Supplied entries START

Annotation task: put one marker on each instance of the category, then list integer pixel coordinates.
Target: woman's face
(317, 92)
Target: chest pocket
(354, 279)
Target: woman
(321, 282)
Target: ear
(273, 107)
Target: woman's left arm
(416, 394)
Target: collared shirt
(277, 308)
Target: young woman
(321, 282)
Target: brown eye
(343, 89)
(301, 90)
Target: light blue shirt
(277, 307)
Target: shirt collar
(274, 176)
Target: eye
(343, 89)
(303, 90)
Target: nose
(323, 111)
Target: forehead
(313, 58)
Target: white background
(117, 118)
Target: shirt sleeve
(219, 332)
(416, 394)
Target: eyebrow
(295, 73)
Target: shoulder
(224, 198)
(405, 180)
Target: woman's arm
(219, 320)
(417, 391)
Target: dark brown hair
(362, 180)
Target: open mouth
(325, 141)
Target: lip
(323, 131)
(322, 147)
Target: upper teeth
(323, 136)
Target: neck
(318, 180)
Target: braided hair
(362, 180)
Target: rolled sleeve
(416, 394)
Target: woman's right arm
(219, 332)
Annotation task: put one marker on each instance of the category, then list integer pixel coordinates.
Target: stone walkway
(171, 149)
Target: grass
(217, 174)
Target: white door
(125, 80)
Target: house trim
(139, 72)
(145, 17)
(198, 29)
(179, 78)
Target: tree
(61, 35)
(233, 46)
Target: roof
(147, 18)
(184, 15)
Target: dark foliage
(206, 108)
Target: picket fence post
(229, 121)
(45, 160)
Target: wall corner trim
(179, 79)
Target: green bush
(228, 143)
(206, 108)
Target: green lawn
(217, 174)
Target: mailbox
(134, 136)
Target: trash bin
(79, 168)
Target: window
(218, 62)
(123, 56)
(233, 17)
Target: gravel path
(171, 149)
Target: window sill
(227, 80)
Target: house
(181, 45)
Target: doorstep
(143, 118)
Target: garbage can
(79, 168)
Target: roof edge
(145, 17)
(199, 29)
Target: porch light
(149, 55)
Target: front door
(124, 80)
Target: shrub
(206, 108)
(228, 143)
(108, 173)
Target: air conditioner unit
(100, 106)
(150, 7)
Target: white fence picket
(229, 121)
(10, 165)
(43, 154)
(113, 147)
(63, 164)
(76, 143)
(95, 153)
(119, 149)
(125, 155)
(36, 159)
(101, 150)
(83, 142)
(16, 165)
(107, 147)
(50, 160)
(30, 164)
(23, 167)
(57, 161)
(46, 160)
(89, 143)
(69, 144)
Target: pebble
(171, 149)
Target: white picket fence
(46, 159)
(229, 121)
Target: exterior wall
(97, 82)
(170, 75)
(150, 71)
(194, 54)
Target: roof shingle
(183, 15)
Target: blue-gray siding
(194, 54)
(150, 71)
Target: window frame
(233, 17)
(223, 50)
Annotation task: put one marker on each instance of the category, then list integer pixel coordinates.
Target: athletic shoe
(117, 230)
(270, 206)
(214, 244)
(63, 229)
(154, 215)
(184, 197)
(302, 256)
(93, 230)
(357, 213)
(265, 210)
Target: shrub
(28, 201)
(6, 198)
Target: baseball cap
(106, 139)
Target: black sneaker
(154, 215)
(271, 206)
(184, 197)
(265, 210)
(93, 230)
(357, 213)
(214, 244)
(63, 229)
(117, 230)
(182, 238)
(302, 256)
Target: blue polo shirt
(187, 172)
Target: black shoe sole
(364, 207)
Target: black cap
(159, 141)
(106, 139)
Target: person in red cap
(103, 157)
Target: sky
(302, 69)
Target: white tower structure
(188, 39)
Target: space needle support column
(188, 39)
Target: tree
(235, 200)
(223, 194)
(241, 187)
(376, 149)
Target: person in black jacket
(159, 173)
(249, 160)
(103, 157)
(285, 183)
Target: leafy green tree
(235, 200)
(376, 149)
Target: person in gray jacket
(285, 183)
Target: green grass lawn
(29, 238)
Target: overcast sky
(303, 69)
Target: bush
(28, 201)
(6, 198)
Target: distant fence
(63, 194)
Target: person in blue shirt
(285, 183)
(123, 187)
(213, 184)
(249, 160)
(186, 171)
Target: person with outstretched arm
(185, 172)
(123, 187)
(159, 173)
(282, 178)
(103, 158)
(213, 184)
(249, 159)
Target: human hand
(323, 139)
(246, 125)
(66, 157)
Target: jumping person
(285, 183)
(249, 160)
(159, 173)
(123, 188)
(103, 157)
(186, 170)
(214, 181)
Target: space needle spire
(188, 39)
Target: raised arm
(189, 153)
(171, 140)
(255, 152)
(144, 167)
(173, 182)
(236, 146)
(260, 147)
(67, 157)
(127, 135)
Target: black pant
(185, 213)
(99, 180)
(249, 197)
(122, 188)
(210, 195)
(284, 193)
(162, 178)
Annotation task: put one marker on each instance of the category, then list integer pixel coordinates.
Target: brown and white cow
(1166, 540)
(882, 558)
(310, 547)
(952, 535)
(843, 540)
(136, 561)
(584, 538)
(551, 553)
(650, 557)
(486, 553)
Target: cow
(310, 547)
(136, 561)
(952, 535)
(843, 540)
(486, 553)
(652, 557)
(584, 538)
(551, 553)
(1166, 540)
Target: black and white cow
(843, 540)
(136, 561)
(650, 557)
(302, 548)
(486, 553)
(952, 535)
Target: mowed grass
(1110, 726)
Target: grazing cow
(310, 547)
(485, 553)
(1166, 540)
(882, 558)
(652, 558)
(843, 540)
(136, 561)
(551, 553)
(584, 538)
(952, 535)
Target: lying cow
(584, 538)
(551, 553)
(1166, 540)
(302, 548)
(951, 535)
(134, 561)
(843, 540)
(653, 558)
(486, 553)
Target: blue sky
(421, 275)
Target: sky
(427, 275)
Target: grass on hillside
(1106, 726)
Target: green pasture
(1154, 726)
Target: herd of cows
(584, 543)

Supplied entries END

▸ **Work to be completed**: Each record above should be repeated exactly.

▸ **Solution to this exercise**:
Annotation task: put one marker on each instance of the category, then list integer pixel coordinates.
Target: woman's face
(317, 92)
Target: chest pocket
(354, 279)
Target: woman
(321, 282)
Target: ear
(273, 107)
Target: woman's left arm
(416, 394)
Target: collared shirt
(277, 308)
Target: young woman
(321, 282)
Target: brown eye
(343, 89)
(301, 90)
Target: light blue shirt
(277, 307)
Target: shirt collar
(274, 176)
Target: eye
(343, 89)
(303, 90)
Target: nose
(323, 111)
Target: forehead
(313, 58)
Target: white background
(117, 118)
Target: shirt sleeve
(219, 332)
(416, 394)
Target: eyebrow
(295, 73)
Target: shoulder
(224, 198)
(405, 180)
Target: woman's arm
(219, 320)
(417, 391)
Target: dark brown hair
(362, 180)
Target: open mouth
(325, 141)
Target: lip
(323, 131)
(322, 147)
Target: upper teeth
(323, 136)
Target: neck
(318, 180)
Target: braided hair
(362, 180)
Target: rolled sleeve
(416, 394)
Target: woman's right arm
(219, 332)
Annotation task: put one marker on each instance of the category, then list integer pixel coordinates.
Target: stone walkway
(171, 149)
Target: grass
(217, 174)
Target: white door
(125, 80)
Target: house trim
(139, 72)
(145, 17)
(198, 29)
(179, 78)
Target: tree
(61, 35)
(233, 46)
Target: roof
(147, 18)
(184, 15)
Target: dark foliage
(206, 108)
Target: picket fence post
(229, 121)
(45, 160)
Target: wall corner trim
(179, 79)
Target: green bush
(228, 143)
(206, 108)
Target: green lawn
(217, 174)
Target: mailbox
(134, 136)
Target: trash bin
(79, 168)
Target: window
(218, 62)
(123, 56)
(233, 17)
Target: gravel path
(171, 149)
Target: window sill
(227, 80)
Target: house
(181, 45)
Target: doorstep
(143, 118)
Target: garbage can
(79, 168)
Target: roof edge
(145, 17)
(199, 29)
Target: porch light
(149, 55)
Target: front door
(124, 80)
Target: shrub
(206, 108)
(228, 143)
(108, 173)
Target: air conditioner unit
(100, 106)
(150, 7)
Target: white fence picket
(229, 121)
(10, 165)
(43, 154)
(113, 147)
(63, 164)
(76, 143)
(95, 153)
(119, 149)
(125, 155)
(36, 159)
(101, 150)
(83, 142)
(16, 165)
(107, 147)
(50, 160)
(30, 164)
(23, 167)
(57, 161)
(46, 160)
(89, 143)
(69, 144)
Target: pebble
(171, 149)
Target: white picket fence
(46, 159)
(229, 121)
Target: exterior wall
(97, 82)
(170, 75)
(150, 71)
(194, 54)
Target: roof shingle
(183, 15)
Target: blue-gray siding
(194, 54)
(150, 71)
Target: window frame
(233, 17)
(223, 50)
Annotation task: put one marker on each instance of the category, then list integer pixel coordinates.
Target: athletic shoe
(117, 230)
(270, 206)
(214, 244)
(63, 229)
(154, 215)
(184, 197)
(302, 256)
(93, 230)
(357, 213)
(265, 210)
Target: shrub
(28, 201)
(6, 198)
Target: baseball cap
(106, 139)
Target: black sneaker
(154, 215)
(271, 206)
(184, 197)
(265, 210)
(93, 230)
(357, 213)
(214, 244)
(63, 229)
(117, 230)
(182, 238)
(302, 256)
Target: blue polo shirt
(187, 172)
Target: black shoe sole
(364, 207)
Target: black cap
(159, 141)
(106, 139)
Target: person in red cap
(103, 157)
Target: sky
(302, 69)
Target: white tower structure
(188, 39)
Target: space needle support column
(188, 39)
Target: tree
(235, 200)
(223, 194)
(241, 187)
(376, 149)
Target: person in black jacket
(159, 173)
(249, 160)
(103, 157)
(285, 183)
Target: leafy green tree
(235, 200)
(376, 149)
Target: person in gray jacket
(285, 183)
Target: green grass lawn
(29, 238)
Target: overcast sky
(303, 69)
Target: bush
(28, 201)
(6, 198)
Target: distant fence
(63, 194)
Target: person in blue shirt
(285, 183)
(123, 187)
(213, 184)
(249, 160)
(186, 171)
Target: person with outstretched arm
(185, 172)
(123, 187)
(159, 173)
(282, 178)
(103, 158)
(213, 184)
(249, 159)
Target: human hand
(323, 139)
(246, 125)
(66, 157)
Target: jumping person
(285, 183)
(249, 160)
(159, 173)
(123, 188)
(103, 157)
(186, 170)
(214, 181)
Target: space needle spire
(188, 39)
Target: raised arm
(189, 153)
(171, 140)
(255, 152)
(144, 167)
(173, 182)
(236, 146)
(260, 147)
(67, 157)
(127, 135)
Target: black pant
(185, 213)
(99, 180)
(249, 197)
(122, 188)
(210, 195)
(284, 193)
(162, 178)
Annotation task: put one marker on each instance of the category, then list integer pixel coordinates.
Target: brown and white cow
(1166, 540)
(882, 558)
(310, 547)
(952, 535)
(843, 540)
(136, 561)
(584, 538)
(551, 553)
(650, 557)
(486, 553)
Target: cow
(310, 547)
(136, 561)
(952, 535)
(843, 540)
(486, 553)
(652, 557)
(584, 538)
(551, 553)
(1166, 540)
Target: black and white cow
(843, 540)
(136, 561)
(650, 557)
(302, 548)
(486, 553)
(952, 535)
Target: mowed grass
(1110, 726)
Target: grazing cow
(310, 547)
(485, 553)
(1166, 540)
(882, 558)
(652, 558)
(843, 540)
(136, 561)
(551, 553)
(584, 538)
(952, 535)
Target: lying cow
(584, 538)
(551, 553)
(1166, 540)
(302, 548)
(951, 535)
(134, 561)
(843, 540)
(653, 558)
(486, 553)
Target: blue sky
(421, 275)
Target: sky
(427, 275)
Target: grass on hillside
(1106, 726)
Target: green pasture
(1154, 726)
Target: herd of cows
(584, 543)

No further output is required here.